Document excerpt:
Domain of Discourse: People on vacation and their belongings
Vacationer(x): x is a person on vacation
Belonging(x): x is the belonging of some person
Packed(x, y): x is a vacationer that packed belonging y
Identical(x, y): true if and only if x and y are identical belongings
We can also assume "=" operator that is true when x and y are the same people or same object.
(a) Everything that was packed by someone is a belonging.
(b) Kim packed two identical things but nothing Kanye packed is identical to either of those. (Use the constants “Kim” and “Kanye” to refer to those two vacationers.)
(c) No two vacationers packed anything identical.
(d) Some vacationer packed only two things.
I am having trouble going about how to solve these four propositions. The goal is translate them into predicate logic, but I can't seem to see how to relate those predicates to solve the propositions. Like when it says "packed by someone, is a belonging" but the packed predicate defined also checks if that someone is a vacationer.

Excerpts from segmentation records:
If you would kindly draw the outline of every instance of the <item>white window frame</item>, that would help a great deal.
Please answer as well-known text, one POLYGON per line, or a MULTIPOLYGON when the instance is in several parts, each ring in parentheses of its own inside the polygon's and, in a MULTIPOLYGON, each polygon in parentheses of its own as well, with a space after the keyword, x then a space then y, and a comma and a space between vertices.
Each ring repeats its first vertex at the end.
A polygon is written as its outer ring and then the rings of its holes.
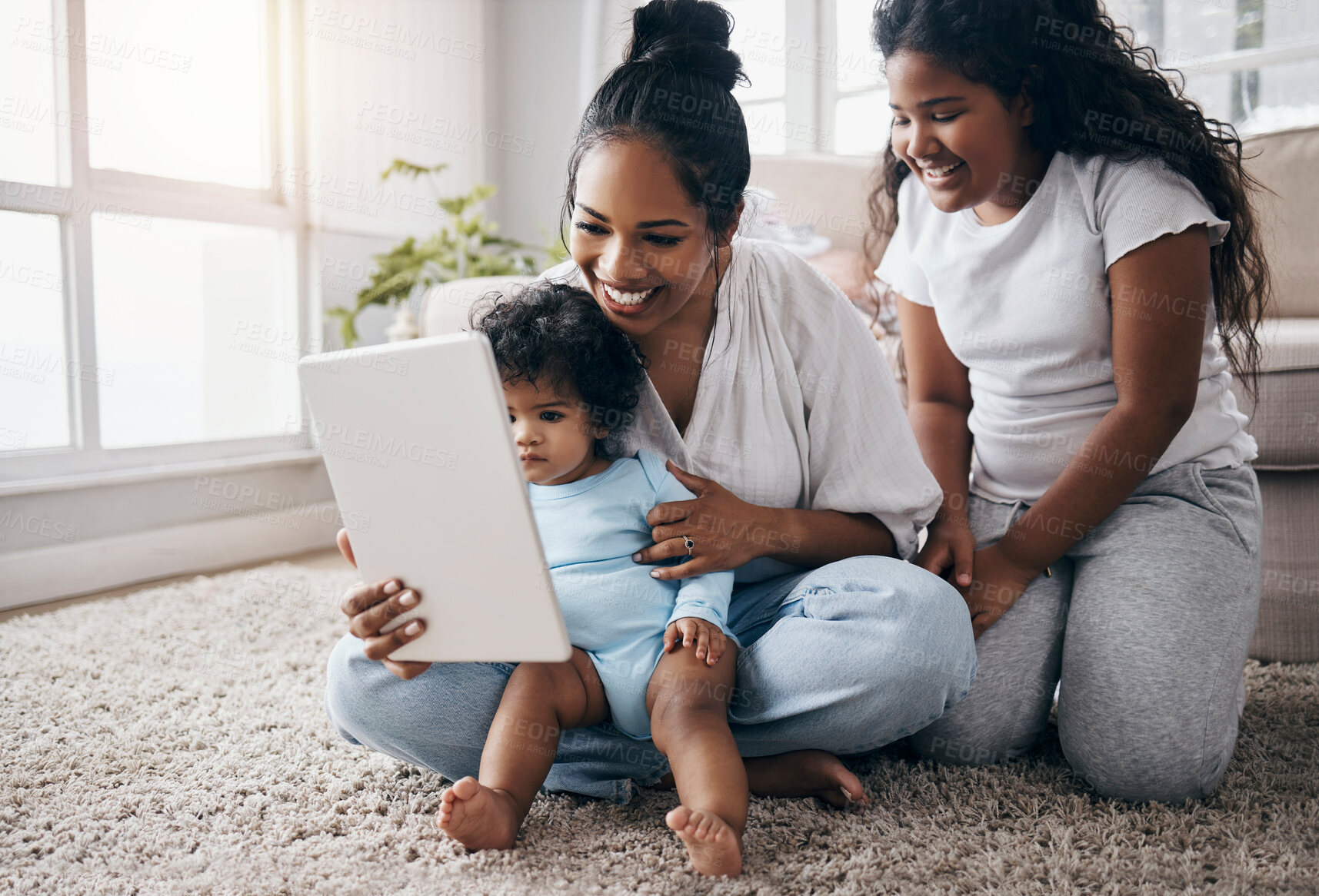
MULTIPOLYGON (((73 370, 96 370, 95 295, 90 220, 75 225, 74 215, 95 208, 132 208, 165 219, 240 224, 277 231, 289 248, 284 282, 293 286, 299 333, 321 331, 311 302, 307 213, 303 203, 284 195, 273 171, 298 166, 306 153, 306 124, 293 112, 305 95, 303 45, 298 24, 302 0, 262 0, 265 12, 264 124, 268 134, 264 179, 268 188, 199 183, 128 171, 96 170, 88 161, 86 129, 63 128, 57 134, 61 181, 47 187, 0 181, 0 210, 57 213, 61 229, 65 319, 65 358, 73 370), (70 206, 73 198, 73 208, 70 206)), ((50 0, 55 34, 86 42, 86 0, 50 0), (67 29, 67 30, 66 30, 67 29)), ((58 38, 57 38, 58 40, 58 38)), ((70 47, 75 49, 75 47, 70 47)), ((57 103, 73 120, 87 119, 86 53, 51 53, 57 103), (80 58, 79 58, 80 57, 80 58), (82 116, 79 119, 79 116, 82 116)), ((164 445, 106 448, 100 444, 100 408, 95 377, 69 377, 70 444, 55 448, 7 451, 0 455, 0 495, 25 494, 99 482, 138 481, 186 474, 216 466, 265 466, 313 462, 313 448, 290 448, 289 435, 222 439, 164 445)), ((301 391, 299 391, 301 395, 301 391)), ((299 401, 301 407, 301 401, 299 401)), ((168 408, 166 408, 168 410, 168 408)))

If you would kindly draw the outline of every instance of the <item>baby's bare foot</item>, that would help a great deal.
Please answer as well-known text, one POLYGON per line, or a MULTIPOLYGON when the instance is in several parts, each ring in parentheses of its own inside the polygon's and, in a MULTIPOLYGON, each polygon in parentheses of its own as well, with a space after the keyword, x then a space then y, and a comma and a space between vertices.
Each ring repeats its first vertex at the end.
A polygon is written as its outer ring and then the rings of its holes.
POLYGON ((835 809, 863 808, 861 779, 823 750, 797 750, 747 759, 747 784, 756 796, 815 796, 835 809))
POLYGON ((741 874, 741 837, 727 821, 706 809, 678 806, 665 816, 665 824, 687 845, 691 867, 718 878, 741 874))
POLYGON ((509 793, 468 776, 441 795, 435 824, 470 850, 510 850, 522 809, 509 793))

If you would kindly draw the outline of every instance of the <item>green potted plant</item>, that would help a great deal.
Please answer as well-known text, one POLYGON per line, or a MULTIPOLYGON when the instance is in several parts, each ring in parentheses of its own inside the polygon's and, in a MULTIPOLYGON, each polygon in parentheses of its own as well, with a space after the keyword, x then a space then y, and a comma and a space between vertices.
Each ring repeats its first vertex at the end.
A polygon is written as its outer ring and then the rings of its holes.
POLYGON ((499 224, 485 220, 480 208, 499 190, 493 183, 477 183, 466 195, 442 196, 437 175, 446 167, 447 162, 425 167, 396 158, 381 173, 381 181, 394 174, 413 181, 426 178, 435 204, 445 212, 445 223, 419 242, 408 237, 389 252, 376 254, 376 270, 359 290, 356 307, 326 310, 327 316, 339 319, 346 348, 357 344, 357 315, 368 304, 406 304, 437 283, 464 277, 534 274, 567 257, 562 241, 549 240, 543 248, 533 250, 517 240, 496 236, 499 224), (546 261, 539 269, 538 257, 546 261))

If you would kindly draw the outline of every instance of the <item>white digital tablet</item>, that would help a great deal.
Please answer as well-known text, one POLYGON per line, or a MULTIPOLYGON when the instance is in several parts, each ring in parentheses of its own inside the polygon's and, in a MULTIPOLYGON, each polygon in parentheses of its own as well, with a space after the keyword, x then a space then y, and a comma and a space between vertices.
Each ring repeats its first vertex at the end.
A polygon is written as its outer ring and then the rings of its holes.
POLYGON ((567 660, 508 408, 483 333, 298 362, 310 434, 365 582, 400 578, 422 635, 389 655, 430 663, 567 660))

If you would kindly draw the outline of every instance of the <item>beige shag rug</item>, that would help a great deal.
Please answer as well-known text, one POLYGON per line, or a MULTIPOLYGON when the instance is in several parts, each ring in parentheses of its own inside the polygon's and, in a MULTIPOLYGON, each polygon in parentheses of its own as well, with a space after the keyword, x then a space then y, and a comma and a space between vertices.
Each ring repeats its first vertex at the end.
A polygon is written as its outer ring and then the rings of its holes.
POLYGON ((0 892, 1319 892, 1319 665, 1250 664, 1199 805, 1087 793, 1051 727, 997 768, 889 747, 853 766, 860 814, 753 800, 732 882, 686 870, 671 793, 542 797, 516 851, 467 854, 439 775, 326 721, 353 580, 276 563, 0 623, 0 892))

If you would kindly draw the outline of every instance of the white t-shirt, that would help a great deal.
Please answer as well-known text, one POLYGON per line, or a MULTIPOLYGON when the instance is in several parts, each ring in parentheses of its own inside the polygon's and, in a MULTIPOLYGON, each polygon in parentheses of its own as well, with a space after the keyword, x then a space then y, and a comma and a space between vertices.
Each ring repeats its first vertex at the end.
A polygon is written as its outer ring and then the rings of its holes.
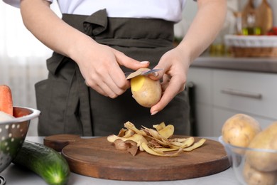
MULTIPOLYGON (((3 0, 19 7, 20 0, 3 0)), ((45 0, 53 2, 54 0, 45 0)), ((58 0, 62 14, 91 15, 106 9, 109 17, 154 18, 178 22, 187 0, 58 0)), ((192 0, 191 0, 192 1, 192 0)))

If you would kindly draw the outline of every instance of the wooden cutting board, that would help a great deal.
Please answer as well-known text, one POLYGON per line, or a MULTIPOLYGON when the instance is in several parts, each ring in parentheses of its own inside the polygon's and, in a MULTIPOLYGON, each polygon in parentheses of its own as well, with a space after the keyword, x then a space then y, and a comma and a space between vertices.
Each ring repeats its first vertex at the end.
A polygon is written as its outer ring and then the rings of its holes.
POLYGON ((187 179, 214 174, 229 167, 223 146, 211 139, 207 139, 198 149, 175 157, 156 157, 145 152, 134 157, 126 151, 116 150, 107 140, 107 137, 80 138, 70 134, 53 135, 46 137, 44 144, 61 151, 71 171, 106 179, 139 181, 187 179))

---

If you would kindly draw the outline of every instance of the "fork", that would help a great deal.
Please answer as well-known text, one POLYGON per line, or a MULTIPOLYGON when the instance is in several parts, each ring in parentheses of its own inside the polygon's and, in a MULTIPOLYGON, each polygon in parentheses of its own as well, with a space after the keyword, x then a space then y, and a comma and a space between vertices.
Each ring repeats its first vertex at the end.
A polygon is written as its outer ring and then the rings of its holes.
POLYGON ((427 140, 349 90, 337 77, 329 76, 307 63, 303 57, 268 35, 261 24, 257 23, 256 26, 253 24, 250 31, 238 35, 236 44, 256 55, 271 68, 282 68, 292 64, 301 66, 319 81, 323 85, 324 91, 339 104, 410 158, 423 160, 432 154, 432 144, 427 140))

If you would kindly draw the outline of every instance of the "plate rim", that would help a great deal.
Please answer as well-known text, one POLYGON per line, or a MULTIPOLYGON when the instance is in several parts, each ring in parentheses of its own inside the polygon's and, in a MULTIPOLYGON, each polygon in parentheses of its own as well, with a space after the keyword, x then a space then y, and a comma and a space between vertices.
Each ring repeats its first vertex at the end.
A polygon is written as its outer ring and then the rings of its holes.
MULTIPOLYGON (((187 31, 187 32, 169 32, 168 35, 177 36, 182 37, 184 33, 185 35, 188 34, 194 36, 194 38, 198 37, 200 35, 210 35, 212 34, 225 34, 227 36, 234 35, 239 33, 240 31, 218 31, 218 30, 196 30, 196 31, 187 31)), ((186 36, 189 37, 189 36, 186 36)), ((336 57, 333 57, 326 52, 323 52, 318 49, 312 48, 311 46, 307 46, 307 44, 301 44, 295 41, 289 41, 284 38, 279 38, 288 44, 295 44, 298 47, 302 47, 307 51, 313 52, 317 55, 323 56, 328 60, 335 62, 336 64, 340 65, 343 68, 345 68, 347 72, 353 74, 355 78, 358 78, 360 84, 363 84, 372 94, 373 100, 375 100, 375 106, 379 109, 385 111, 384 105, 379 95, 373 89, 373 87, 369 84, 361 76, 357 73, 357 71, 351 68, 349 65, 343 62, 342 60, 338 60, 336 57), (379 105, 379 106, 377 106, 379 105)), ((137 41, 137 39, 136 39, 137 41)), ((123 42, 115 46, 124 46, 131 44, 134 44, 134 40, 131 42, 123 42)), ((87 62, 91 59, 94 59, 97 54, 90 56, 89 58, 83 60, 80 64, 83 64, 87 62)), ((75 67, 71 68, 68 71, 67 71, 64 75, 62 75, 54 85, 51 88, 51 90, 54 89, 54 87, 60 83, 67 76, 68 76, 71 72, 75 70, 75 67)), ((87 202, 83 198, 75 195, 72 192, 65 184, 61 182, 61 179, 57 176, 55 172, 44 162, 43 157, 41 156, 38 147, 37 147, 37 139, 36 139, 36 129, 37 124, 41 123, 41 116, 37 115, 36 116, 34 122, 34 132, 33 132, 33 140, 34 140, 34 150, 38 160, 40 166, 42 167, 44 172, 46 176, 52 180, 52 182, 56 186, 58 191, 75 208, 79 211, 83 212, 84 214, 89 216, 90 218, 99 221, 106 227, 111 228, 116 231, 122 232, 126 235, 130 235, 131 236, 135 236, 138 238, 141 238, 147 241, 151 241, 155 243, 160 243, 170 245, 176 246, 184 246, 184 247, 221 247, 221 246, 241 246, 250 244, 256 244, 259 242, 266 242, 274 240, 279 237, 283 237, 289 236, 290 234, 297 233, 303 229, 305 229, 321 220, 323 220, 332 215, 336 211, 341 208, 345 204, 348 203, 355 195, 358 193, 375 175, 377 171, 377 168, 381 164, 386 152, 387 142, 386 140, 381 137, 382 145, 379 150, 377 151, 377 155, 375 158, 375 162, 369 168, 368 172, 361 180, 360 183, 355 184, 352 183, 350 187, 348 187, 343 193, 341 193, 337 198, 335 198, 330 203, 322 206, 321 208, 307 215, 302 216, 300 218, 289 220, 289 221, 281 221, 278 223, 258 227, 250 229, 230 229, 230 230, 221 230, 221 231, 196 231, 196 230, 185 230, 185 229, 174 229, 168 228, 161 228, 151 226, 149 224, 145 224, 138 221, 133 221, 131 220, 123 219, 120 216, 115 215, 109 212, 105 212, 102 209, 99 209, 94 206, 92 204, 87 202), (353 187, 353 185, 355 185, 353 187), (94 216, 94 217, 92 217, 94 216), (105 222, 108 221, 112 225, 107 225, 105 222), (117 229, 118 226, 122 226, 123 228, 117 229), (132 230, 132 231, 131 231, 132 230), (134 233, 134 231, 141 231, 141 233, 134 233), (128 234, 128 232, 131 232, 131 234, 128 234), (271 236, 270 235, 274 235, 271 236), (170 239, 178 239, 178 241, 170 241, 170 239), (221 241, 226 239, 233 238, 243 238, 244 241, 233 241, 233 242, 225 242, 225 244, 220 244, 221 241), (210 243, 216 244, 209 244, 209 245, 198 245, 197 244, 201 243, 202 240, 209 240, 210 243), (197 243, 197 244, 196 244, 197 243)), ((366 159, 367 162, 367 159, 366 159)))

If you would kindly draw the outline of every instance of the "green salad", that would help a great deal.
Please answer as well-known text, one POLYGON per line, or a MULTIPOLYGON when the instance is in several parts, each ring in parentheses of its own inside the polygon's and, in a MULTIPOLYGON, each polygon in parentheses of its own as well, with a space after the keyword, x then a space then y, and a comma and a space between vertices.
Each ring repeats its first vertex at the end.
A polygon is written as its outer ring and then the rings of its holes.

==

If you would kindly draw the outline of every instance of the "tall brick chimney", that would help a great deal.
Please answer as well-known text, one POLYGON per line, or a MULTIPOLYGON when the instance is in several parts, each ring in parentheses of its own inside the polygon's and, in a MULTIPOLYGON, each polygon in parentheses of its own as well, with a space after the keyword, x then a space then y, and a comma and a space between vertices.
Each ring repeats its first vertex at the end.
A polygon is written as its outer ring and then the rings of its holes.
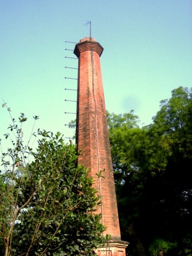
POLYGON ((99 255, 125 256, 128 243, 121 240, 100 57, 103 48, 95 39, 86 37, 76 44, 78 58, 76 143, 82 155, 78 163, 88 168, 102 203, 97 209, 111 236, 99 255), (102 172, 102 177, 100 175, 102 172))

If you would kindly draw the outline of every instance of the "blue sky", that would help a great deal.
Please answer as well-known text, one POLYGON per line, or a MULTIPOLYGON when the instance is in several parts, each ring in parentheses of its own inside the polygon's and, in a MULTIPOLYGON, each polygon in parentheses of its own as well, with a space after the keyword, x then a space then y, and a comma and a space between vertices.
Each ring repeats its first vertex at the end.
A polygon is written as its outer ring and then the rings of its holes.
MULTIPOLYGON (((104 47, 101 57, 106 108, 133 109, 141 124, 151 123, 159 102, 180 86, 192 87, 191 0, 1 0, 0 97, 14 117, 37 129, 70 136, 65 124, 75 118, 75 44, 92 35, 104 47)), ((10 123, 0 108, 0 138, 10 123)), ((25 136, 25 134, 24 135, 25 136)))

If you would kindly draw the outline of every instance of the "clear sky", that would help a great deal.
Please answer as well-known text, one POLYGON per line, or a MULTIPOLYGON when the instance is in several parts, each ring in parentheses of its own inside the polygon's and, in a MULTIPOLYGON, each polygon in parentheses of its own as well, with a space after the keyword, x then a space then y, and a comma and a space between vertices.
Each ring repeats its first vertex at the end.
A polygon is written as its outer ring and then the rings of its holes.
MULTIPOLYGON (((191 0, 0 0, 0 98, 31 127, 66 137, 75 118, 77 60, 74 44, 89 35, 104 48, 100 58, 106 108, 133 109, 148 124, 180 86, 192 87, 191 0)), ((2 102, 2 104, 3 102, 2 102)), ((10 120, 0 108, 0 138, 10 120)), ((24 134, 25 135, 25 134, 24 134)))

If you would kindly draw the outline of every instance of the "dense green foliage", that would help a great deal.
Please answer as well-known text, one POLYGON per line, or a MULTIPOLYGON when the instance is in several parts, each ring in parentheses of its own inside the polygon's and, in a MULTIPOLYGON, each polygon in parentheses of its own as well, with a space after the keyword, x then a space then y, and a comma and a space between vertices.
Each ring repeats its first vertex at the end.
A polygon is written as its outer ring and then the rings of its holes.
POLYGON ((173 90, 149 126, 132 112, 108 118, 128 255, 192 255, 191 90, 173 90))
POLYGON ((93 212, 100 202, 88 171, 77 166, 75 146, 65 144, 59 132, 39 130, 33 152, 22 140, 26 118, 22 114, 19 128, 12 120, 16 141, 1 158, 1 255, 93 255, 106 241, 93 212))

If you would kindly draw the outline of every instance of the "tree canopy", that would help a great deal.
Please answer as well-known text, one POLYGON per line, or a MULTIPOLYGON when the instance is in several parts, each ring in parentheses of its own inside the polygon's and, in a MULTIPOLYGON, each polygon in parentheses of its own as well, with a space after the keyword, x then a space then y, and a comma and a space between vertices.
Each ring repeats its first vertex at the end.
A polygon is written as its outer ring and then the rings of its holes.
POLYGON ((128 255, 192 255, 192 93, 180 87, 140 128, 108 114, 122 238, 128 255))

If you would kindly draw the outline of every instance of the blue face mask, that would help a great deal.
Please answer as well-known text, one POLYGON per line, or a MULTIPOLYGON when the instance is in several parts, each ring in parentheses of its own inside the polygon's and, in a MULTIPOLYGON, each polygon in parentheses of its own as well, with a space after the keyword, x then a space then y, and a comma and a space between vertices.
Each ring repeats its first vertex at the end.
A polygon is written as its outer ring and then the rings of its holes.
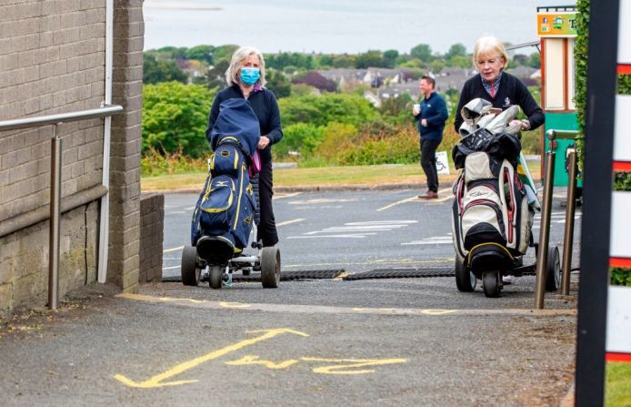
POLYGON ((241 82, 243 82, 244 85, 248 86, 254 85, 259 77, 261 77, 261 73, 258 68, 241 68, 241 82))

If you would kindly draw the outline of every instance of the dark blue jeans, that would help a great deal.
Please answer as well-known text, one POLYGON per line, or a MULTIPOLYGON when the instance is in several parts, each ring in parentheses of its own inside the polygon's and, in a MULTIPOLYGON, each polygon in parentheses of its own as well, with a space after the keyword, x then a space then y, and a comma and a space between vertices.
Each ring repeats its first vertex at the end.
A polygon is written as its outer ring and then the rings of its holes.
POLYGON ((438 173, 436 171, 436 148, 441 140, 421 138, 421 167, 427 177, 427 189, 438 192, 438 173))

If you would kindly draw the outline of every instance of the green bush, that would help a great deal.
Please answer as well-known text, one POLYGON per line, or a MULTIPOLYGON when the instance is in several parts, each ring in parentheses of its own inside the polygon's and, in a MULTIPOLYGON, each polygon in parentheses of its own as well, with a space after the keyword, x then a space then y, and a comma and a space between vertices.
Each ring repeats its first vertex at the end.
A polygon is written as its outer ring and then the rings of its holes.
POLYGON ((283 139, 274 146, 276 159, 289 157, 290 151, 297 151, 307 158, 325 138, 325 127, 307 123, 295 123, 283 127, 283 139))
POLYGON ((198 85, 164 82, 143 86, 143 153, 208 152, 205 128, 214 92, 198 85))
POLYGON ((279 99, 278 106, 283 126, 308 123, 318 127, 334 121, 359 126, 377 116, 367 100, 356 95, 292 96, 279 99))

Set tasks:
**1)** Print the passage of the predicate logic post starting at "(d) Some vacationer" and ending at "is a vacationer.".
**2)** Carry on the predicate logic post from its last sentence.
The items bear no relation to the predicate logic post.

Answers to the exercises:
**1)**
(d) Some vacationer packed only two things.
I am having trouble going about how to solve these four propositions. The goal is translate them into predicate logic, but I can't seem to see how to relate those predicates to solve the propositions. Like when it says "packed by someone, is a belonging" but the packed predicate defined also checks if that someone is a vacationer.

**2)**
Since the domain is both vacationers and belongings, it makes sense to assume that the 'someone' who did the packing has to be one of the vacationers. So, I would paraphrase this as:
(a)' Everything that was packed by a vacationer is a belonging.
Which can be read as:
(a)'' For everything" if it was packed by a vacationer, then is a belonging.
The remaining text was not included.